TASK INSTRUCTIONS:
Give back only the lines in the records below from the one with "Target: metal gate rail" to the one with "Locate the barn door", both inclusive, word for word.

** SUPPLIED RECORDS follows **

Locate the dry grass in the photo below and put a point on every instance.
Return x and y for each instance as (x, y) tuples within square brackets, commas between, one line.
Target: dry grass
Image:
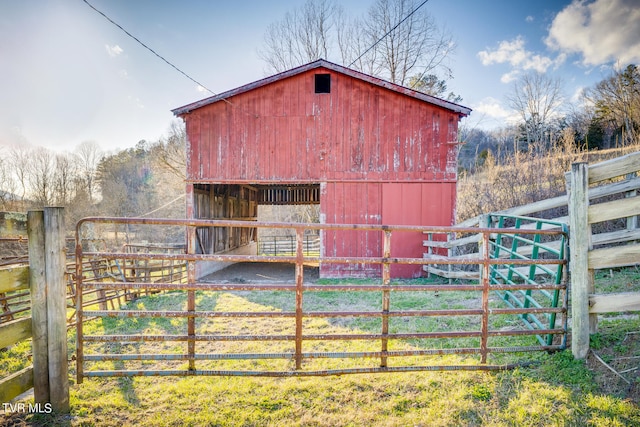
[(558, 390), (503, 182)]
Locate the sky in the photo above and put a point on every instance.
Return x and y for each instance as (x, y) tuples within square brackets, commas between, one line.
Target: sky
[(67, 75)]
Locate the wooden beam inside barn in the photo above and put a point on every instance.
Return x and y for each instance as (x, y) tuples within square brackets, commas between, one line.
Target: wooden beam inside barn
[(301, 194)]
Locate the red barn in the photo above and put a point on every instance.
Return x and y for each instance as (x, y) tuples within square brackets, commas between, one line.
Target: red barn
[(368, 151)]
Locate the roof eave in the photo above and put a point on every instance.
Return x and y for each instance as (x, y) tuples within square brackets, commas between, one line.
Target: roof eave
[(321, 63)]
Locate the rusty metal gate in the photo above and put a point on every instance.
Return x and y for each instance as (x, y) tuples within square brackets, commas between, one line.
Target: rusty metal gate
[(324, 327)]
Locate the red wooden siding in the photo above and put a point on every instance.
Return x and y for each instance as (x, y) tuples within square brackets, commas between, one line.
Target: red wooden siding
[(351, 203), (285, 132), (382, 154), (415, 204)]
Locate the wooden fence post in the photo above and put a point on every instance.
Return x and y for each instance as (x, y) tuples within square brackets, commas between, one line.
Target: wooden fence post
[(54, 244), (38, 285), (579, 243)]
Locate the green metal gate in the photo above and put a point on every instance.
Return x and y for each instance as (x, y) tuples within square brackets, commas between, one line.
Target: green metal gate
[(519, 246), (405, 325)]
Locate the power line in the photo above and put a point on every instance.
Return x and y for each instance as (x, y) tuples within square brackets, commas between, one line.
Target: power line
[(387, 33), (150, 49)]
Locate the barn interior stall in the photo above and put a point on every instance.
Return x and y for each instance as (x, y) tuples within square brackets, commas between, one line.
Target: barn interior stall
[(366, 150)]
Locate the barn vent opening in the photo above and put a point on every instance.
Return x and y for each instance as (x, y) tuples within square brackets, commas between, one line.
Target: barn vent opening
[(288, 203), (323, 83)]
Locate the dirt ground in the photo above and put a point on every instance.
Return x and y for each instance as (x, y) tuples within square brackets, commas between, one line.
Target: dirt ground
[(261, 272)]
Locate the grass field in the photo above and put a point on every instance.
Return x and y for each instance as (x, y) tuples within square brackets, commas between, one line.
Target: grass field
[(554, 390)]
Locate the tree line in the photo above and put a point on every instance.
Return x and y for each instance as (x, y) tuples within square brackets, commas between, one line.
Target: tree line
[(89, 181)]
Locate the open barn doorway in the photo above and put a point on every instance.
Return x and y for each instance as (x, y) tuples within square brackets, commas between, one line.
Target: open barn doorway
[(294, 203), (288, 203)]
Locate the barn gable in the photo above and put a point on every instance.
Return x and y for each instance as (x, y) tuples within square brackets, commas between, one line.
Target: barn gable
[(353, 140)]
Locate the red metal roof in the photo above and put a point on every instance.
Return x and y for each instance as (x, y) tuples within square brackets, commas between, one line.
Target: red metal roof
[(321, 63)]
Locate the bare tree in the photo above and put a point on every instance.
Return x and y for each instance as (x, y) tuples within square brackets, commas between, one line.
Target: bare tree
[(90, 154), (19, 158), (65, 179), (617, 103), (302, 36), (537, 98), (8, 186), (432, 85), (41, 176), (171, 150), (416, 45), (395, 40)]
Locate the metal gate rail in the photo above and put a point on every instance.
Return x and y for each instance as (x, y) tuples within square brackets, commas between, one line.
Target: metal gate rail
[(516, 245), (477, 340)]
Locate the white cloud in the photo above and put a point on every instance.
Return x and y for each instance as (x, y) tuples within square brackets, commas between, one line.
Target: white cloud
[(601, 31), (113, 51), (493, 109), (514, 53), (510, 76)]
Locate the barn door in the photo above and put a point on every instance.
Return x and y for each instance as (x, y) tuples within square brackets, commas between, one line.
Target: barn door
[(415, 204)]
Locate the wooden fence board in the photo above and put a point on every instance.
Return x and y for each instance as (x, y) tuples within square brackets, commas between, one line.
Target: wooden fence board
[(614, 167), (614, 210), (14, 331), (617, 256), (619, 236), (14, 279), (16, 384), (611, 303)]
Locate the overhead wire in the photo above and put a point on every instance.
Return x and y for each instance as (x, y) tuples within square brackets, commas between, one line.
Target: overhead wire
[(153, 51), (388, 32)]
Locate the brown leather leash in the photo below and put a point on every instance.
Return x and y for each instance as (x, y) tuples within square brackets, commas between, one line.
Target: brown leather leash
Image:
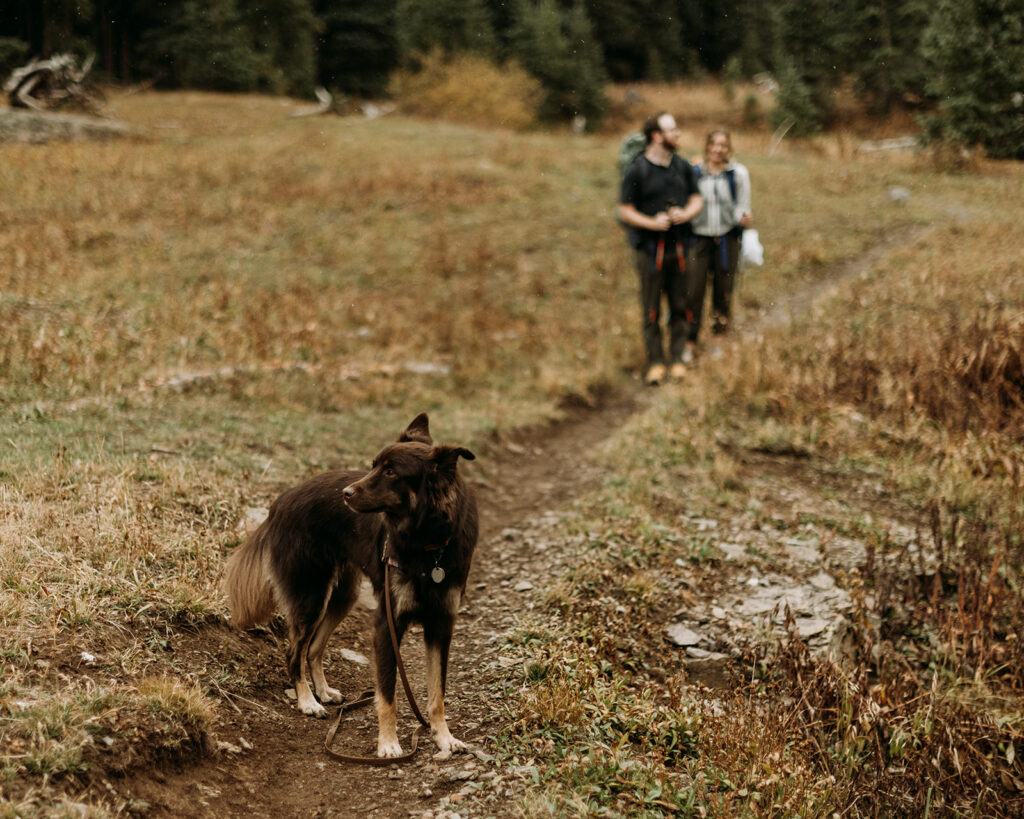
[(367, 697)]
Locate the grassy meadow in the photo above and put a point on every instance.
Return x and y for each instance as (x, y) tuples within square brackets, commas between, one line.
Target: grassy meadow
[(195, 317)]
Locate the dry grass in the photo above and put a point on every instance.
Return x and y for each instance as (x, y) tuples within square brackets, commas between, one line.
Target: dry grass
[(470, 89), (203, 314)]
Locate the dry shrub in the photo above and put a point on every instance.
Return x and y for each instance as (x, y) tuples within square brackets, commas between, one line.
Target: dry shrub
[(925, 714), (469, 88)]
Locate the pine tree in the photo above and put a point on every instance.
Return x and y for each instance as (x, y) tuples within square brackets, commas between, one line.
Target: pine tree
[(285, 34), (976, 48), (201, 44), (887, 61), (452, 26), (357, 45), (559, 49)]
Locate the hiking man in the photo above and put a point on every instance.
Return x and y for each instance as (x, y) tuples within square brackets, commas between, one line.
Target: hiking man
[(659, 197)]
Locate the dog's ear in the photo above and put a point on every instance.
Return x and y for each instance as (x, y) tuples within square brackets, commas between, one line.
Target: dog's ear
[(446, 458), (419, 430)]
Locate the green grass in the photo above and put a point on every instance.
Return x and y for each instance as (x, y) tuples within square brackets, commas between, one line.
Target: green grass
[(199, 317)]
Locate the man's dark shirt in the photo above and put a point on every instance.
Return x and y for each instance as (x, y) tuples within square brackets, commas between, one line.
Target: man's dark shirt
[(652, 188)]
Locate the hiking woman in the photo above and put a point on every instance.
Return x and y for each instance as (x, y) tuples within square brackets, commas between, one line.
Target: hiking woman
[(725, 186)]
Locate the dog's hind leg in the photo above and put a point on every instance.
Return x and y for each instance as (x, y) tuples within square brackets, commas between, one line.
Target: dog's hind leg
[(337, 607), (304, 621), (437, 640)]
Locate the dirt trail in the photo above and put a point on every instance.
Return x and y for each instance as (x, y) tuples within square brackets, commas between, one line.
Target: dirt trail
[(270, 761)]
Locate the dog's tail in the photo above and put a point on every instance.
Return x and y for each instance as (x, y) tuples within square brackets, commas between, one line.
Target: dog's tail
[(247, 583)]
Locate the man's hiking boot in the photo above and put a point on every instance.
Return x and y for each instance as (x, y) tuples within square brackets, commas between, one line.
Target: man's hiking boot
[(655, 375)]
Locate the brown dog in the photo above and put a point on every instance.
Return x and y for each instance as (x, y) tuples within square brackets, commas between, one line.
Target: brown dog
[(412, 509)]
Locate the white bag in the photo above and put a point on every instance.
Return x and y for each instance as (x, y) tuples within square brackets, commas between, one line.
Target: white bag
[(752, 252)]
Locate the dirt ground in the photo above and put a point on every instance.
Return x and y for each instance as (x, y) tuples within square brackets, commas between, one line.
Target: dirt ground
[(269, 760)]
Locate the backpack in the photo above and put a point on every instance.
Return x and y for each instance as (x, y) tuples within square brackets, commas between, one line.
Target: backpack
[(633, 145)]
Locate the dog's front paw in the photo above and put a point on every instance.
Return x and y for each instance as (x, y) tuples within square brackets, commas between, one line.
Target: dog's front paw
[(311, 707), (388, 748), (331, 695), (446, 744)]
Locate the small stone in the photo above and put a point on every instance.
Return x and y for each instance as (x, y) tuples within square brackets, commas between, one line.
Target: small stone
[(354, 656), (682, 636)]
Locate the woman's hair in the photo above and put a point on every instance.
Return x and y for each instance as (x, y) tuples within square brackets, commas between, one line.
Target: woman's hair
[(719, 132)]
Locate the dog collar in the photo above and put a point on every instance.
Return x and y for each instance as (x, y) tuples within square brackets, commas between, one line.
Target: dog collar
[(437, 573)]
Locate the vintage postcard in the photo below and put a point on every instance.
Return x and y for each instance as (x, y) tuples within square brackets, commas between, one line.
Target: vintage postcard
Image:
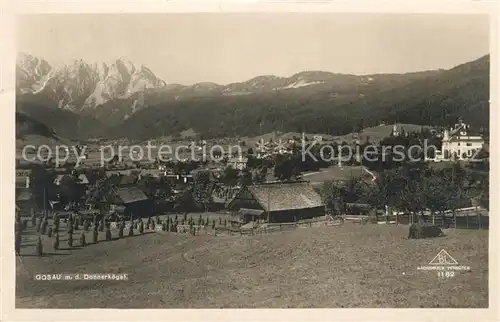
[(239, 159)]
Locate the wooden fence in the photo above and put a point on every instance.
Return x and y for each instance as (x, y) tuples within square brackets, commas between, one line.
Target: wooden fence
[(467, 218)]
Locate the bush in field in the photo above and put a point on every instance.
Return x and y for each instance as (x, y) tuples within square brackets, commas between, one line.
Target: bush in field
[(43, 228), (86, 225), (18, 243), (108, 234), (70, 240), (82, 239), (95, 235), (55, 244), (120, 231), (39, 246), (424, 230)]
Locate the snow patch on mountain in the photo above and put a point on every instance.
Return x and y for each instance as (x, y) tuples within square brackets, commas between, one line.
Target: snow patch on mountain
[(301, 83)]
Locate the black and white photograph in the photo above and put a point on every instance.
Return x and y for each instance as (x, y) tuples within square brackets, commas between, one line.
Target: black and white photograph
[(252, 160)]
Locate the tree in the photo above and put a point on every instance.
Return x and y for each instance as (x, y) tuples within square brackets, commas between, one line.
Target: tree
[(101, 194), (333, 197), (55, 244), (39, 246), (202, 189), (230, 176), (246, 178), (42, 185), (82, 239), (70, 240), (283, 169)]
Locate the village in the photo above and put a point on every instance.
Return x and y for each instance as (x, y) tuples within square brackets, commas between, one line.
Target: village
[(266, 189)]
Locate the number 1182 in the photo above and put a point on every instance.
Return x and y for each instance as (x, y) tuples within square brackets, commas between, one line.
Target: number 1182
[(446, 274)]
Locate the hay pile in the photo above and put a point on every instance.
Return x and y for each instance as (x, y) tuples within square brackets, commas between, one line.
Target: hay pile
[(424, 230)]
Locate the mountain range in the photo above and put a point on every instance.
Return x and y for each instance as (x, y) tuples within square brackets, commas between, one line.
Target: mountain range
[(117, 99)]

** End of SUPPLIED RECORDS **

RESPONSE TO THIS EXERCISE:
Target: metal gate rail
[(516, 245), (477, 340)]
Locate the white cloud in the photo above and put a point on every instance.
Return x and y for each instance as (x, y) tuples within square brackets, commas between, one line.
Target: white cloud
[(601, 31), (113, 51), (493, 109), (514, 53), (510, 76)]
Locate the barn door in the photo above and put a point on every instance.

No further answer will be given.